DESCRIPTION OF THE TASK: Reproduce all of the material below verbatim, omitting the pictures.
━━━━━━━━━━
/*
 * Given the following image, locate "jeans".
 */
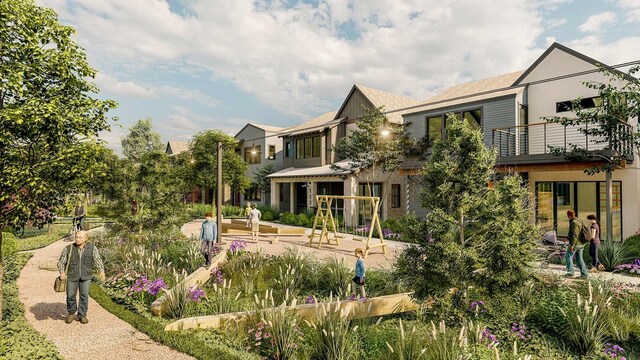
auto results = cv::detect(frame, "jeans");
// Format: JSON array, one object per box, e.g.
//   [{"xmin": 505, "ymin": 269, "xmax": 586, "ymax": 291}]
[
  {"xmin": 564, "ymin": 244, "xmax": 589, "ymax": 277},
  {"xmin": 200, "ymin": 241, "xmax": 215, "ymax": 266},
  {"xmin": 589, "ymin": 243, "xmax": 600, "ymax": 268},
  {"xmin": 67, "ymin": 279, "xmax": 91, "ymax": 319}
]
━━━━━━━━━━
FINISHED TASK:
/*
 * Given the following image, locate "jeans".
 */
auto results = cv::detect(frame, "jeans");
// Format: JSON array, one object per box, e.g.
//   [{"xmin": 505, "ymin": 269, "xmax": 586, "ymax": 291}]
[
  {"xmin": 564, "ymin": 244, "xmax": 589, "ymax": 277},
  {"xmin": 200, "ymin": 241, "xmax": 215, "ymax": 266},
  {"xmin": 589, "ymin": 243, "xmax": 600, "ymax": 268},
  {"xmin": 67, "ymin": 279, "xmax": 91, "ymax": 319}
]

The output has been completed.